There are two mixtures of honey and water, the quantity of honey in them being 25% and 75% of the mixture. If 2 gallons of the first are mixed with three gallons of the second, what will be the ratio of honey to water in the new mixture?

To solve the problem, we need to find the ratio of honey to water in the new mixture created by combining two different mixtures of honey and water. ### Step-by-Step Solution: 1. **Identify the Mixtures**: - The first mixture has 25% honey and 75% water. - The second mixture has 75% honey and 25% water. 2. **Convert Percentages to Fractions**: - 25% can be expressed as \( \frac{1}{4} \) (honey) and \( \frac{3}{4} \) (water) for the first mixture. - 75% can be expressed as \( \frac{3}{4} \) (honey) and \( \frac{1}{4} \) (water) for the second mixture. 3. **Calculate the Amounts in Each Mixture**: - For the first mixture (2 gallons): - Honey = \( 25\% \) of 2 gallons = \( 0.25 \times 2 = 0.5 \) gallons - Water = \( 75\% \) of 2 gallons = \( 0.75 \times 2 = 1.5 \) gallons - For the second mixture (3 gallons): - Honey = \( 75\% \) of 3 gallons = \( 0.75 \times 3 = 2.25 \) gallons - Water = \( 25\% \) of 3 gallons = \( 0.25 \times 3 = 0.75 \) gallons 4. **Combine the Amounts**: - Total Honey = Honey from first mixture + Honey from second mixture - Total Honey = \( 0.5 + 2.25 = 2.75 \) gallons - Total Water = Water from first mixture + Water from second mixture - Total Water = \( 1.5 + 0.75 = 2.25 \) gallons 5. **Calculate the Ratio of Honey to Water**: - Ratio of Honey to Water = Total Honey : Total Water - Ratio = \( 2.75 : 2.25 \) 6. **Simplify the Ratio**: - To simplify, we can divide both sides by 0.25: - \( \frac{2.75}{0.25} : \frac{2.25}{0.25} = 11 : 9 \) ### Final Answer: The ratio of honey to water in the new mixture is **11:9**. ---

A block of data:

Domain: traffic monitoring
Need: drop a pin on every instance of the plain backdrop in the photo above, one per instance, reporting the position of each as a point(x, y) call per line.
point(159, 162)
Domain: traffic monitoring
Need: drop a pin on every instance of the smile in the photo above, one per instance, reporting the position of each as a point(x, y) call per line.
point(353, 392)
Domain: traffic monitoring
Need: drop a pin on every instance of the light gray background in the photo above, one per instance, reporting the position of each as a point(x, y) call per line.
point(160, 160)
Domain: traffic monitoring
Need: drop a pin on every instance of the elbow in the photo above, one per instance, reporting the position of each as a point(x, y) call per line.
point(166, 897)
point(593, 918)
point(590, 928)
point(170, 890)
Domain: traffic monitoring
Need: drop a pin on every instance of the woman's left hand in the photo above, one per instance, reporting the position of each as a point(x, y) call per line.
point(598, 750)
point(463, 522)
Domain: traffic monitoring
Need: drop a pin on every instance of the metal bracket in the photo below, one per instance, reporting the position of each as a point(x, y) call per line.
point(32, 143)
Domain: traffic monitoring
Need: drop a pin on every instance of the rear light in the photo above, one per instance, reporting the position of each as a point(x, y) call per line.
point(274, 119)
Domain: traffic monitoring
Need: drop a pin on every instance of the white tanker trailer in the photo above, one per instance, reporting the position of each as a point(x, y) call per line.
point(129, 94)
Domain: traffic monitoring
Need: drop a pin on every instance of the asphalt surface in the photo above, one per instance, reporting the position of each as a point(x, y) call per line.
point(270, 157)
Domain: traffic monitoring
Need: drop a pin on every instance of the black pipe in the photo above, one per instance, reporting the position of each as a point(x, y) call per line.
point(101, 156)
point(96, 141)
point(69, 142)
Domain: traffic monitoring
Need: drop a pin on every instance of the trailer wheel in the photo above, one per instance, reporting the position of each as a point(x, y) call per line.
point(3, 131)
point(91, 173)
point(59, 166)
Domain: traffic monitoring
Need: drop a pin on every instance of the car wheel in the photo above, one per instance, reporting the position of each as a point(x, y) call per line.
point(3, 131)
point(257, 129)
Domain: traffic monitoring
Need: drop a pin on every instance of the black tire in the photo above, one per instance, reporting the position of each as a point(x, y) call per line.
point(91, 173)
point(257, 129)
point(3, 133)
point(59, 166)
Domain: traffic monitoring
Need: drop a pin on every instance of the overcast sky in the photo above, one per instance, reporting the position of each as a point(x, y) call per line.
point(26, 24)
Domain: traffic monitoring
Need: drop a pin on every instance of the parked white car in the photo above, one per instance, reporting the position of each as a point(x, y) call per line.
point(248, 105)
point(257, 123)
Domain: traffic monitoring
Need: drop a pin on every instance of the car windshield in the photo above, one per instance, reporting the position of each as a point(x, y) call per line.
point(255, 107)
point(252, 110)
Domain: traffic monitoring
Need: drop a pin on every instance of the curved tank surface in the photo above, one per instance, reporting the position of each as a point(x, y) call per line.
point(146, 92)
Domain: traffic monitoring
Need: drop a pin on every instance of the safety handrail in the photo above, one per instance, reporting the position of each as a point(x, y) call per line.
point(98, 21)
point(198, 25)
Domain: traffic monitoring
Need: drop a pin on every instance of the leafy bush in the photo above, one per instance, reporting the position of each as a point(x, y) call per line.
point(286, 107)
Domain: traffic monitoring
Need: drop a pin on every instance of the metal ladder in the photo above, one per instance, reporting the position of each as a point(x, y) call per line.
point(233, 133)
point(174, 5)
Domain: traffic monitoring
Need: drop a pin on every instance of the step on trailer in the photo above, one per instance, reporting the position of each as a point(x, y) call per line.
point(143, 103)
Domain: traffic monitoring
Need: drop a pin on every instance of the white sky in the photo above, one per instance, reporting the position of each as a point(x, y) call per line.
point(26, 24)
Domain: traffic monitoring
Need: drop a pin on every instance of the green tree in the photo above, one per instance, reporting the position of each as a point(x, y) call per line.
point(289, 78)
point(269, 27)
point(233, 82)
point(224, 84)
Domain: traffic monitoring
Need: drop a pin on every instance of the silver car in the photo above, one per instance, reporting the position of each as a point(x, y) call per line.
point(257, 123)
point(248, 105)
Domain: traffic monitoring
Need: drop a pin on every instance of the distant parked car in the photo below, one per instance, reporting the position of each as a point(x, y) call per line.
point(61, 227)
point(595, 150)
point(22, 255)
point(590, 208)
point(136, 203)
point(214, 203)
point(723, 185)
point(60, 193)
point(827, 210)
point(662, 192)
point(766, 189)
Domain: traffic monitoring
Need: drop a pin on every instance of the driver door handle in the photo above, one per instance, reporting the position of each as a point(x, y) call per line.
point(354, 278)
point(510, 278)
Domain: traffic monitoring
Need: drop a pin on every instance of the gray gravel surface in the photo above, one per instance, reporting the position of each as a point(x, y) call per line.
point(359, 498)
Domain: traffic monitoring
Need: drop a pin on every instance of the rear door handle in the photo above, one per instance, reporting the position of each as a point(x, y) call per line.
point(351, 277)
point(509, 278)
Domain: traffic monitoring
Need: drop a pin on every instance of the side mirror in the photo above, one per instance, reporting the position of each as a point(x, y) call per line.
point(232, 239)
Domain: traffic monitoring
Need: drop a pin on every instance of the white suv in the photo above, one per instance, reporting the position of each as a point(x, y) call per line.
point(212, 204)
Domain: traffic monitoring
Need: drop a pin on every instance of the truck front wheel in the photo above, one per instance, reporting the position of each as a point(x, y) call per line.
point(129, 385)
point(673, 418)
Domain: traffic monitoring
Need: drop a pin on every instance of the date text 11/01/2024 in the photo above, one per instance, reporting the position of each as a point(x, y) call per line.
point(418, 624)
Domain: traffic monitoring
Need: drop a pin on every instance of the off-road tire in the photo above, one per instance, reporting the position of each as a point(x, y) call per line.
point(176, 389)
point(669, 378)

PARTS OF THE EXERCISE:
A – List the headings of the numbered steps in the honey-and-water mixture solution, in order.
B – From the honey-and-water mixture solution, print the part that begins with the words containing "There are two" and ends with "the new mixture?".
C – Answer these questions about the honey-and-water mixture solution:
(i) What percentage of the second mixture is honey?
(ii) By what number are both sides of the ratio divided to simplify it?
(iii) How many gallons of the first mixture go into the new mixture?

SOLVED PROBLEMS:
A –
1. Identify the Mixtures
2. Convert Percentages to Fractions
3. Calculate the Amounts in Each Mixture
4. Combine the Amounts
5. Calculate the Ratio of Honey to Water
6. Simplify the Ratio

B –
There are two mixtures of honey and water, the quantity of honey in them being 25% and 75% of the mixture. If 2 gallons of the first are mixed with three gallons of the second, what will be the ratio of honey to water in the new mixture?

C –
(i) 75%
(ii) 0.25
(iii) 2 gallons